(DATA FOR REVIEW)

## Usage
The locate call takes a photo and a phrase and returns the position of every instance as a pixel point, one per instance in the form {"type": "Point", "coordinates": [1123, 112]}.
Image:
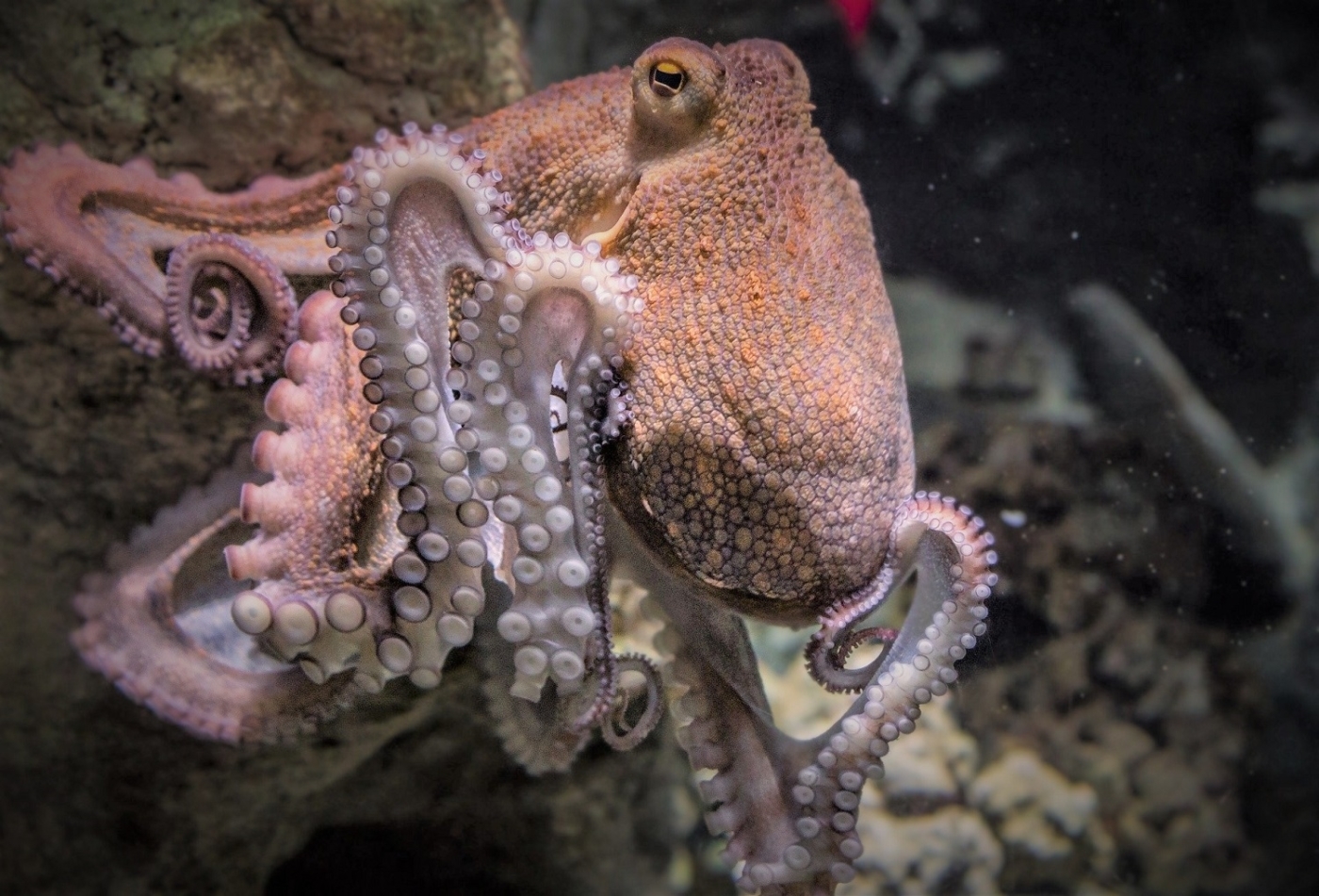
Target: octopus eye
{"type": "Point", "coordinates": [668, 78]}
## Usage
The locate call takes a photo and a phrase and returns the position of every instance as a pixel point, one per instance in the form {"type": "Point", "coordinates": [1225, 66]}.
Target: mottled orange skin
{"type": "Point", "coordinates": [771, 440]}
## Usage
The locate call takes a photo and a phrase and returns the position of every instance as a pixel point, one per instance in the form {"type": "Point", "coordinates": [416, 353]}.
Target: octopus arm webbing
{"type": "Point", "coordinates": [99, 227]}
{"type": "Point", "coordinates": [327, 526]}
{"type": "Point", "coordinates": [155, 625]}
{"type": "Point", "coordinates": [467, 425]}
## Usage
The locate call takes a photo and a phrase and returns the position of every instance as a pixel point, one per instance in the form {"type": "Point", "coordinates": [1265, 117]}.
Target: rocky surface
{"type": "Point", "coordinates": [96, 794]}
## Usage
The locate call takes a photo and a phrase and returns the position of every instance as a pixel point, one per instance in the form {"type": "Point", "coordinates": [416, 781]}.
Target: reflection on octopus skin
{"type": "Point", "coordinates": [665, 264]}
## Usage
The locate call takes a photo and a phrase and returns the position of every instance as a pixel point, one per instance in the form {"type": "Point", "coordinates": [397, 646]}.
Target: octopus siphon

(End DATA FOR REVIEW)

The line with "Target: mottled orange skin" through the last line of the data: write these out exactly, and no others.

#### [SOLUTION TO THIS PROBLEM]
Target: mottled orange skin
{"type": "Point", "coordinates": [771, 440]}
## Usage
The locate call takes a photo and a phrase and returns the position of every instance as a pixel point, one per instance in the form {"type": "Point", "coordinates": [416, 353]}.
Target: octopus arm webbing
{"type": "Point", "coordinates": [99, 227]}
{"type": "Point", "coordinates": [327, 526]}
{"type": "Point", "coordinates": [155, 625]}
{"type": "Point", "coordinates": [467, 425]}
## Usage
The locate call takes a photo and a phrase and returns the position of every instance as a pixel point, one per instance in the form {"type": "Point", "coordinates": [1265, 117]}.
Target: rocky surface
{"type": "Point", "coordinates": [96, 794]}
## Usage
The locate call takes a photo and a phrase and returns the position of every instance as a pixel point, one per instance in the form {"type": "Point", "coordinates": [416, 781]}.
Target: reflection on octopus skin
{"type": "Point", "coordinates": [665, 264]}
## Usage
The locate call takes a photo and a phrase and returns the position of every instance as a pixel point, one per instance in the form {"type": "Point", "coordinates": [397, 646]}.
Target: octopus siphon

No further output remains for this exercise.